(Annotation data for object locations)
┄┄┄┄┄┄

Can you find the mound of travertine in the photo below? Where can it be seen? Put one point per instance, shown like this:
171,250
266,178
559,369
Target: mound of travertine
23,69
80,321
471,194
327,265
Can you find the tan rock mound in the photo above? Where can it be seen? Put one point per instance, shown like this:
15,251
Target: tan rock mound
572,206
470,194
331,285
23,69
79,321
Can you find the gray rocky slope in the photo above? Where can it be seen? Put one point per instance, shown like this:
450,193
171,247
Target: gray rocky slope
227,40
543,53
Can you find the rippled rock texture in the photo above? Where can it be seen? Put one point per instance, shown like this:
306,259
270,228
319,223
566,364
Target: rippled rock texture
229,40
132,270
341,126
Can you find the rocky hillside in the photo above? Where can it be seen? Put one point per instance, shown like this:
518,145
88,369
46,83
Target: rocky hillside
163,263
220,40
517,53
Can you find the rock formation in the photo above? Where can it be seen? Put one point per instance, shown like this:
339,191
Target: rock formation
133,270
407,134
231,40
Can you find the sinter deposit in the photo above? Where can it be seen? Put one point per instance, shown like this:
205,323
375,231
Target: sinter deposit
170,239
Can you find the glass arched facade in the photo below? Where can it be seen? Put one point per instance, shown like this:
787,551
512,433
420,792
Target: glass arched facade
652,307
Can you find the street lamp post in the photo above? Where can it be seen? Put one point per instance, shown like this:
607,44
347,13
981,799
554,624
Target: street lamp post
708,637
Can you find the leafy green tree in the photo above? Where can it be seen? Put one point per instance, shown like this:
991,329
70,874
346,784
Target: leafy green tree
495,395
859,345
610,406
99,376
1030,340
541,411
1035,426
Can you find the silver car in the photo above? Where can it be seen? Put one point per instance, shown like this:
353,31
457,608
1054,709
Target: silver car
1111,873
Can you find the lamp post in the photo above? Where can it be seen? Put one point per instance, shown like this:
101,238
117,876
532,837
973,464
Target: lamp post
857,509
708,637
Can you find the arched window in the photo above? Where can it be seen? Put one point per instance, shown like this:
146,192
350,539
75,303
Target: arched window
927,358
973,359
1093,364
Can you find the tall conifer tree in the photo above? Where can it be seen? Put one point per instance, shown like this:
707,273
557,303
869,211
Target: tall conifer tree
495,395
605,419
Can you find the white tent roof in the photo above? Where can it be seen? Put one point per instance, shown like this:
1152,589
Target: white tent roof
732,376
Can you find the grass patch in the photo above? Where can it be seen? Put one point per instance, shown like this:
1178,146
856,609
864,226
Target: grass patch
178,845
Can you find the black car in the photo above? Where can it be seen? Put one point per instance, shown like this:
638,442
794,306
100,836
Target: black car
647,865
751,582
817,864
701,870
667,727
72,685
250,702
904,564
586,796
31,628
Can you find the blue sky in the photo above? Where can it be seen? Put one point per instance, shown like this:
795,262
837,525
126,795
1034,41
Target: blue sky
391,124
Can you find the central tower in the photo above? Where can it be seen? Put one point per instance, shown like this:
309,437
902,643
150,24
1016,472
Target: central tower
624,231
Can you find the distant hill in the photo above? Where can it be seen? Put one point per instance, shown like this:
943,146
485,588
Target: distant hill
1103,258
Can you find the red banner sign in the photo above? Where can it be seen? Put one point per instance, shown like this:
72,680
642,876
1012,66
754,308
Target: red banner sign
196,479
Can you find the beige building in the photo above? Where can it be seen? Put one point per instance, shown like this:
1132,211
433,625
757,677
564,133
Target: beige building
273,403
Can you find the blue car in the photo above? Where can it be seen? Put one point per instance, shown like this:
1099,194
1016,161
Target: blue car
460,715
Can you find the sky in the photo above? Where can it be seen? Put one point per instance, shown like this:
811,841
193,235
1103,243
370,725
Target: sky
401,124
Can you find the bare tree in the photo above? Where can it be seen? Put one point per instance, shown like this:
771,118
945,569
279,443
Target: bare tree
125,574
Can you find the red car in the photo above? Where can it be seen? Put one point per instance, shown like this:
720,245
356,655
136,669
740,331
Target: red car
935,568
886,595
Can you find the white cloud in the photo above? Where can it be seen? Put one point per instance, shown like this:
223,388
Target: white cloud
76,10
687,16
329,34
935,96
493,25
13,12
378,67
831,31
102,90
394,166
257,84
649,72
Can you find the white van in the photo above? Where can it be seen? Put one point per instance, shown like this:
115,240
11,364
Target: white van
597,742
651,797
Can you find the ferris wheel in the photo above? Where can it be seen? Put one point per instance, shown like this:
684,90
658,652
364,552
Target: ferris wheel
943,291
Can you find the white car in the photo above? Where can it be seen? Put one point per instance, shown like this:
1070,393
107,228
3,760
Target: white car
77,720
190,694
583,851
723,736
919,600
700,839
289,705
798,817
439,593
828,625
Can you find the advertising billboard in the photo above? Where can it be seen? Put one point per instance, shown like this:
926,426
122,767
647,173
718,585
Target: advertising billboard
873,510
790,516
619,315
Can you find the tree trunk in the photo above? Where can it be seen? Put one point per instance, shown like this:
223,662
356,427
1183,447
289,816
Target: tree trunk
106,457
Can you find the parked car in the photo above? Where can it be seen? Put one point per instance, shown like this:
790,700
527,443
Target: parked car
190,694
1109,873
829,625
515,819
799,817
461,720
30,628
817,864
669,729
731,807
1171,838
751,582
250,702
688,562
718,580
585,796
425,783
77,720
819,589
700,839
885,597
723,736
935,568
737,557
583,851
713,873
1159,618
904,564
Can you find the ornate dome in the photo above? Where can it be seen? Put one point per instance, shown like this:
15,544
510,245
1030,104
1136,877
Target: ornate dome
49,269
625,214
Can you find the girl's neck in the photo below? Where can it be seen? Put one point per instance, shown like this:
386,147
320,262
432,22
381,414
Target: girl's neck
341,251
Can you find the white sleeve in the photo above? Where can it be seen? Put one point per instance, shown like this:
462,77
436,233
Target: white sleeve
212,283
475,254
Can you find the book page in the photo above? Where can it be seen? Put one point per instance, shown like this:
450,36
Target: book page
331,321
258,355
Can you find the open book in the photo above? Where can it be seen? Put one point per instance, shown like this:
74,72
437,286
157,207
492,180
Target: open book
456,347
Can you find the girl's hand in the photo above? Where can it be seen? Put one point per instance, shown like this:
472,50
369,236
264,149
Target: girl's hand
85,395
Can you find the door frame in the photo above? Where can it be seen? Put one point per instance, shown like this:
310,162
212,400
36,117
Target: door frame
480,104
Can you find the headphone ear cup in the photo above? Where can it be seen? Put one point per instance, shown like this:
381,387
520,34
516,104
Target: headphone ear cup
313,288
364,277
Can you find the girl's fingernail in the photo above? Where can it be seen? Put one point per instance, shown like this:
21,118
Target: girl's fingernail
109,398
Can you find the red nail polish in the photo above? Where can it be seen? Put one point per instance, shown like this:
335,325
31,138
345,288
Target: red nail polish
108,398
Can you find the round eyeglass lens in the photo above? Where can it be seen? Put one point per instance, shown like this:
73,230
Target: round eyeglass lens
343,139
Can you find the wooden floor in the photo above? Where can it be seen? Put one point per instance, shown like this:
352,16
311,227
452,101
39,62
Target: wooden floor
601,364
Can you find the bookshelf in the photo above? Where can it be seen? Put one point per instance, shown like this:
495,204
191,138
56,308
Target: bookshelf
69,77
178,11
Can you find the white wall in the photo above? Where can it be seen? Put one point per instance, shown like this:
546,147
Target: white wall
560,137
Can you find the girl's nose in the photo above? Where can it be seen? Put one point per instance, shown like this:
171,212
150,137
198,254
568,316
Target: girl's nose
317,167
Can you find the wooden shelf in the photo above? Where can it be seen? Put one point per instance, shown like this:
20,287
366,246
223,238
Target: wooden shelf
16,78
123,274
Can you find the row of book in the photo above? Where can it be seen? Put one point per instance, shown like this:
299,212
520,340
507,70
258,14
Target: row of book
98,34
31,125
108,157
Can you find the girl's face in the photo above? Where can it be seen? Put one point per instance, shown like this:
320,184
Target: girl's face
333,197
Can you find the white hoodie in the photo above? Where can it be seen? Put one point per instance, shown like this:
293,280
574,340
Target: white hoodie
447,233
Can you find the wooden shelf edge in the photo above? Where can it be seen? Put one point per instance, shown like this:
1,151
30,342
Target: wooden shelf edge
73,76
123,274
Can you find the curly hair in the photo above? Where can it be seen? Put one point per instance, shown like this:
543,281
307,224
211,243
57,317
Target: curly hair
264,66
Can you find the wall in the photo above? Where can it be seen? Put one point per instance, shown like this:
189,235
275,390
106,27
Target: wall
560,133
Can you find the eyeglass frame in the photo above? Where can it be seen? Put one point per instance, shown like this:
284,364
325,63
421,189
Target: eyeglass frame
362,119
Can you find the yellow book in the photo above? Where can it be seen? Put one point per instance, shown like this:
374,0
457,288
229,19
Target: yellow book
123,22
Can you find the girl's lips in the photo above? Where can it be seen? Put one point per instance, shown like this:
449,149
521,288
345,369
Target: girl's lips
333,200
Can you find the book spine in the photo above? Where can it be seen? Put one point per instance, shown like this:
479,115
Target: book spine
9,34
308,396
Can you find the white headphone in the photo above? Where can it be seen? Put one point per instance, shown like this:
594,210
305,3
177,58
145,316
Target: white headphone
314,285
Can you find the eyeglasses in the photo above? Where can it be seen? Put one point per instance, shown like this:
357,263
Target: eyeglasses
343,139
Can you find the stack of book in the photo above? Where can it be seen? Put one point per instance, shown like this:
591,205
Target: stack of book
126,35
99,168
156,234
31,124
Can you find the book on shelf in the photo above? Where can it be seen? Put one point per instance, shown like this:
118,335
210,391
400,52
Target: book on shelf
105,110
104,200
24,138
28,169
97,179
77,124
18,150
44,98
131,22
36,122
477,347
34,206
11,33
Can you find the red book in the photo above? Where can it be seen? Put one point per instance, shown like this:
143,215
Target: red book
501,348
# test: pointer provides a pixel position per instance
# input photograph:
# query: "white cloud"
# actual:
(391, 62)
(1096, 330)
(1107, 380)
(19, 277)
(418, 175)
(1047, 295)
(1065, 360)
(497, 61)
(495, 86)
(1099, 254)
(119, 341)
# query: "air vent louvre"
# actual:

┄┄┄┄┄┄

#### [EXERCISE TASK]
Reproduce verbatim the part of the items that opens with the line containing "Can you find the book on" and closes with the final line of the items, including both ends.

#### [ANSWER TO THIS EXERCISE]
Can you find the book on shelf in the photo above? Where can it be seen? Put one point per instance, shown like this:
118,335
210,391
400,52
Target: book on shelf
105,110
104,200
24,138
28,169
97,179
77,124
18,150
44,98
131,22
36,122
477,347
34,206
11,33
Can you find the red book in the photo above? Where can it be seen? Put one point per instance, shown like this:
143,215
Target: red book
501,348
# test: pointer provides a pixel position per instance
# input photograph:
# query: "white cloud"
# actual:
(391, 62)
(1096, 330)
(1107, 380)
(19, 277)
(418, 175)
(1047, 295)
(1065, 360)
(497, 61)
(495, 86)
(1099, 254)
(119, 341)
# query: "air vent louvre"
# actual:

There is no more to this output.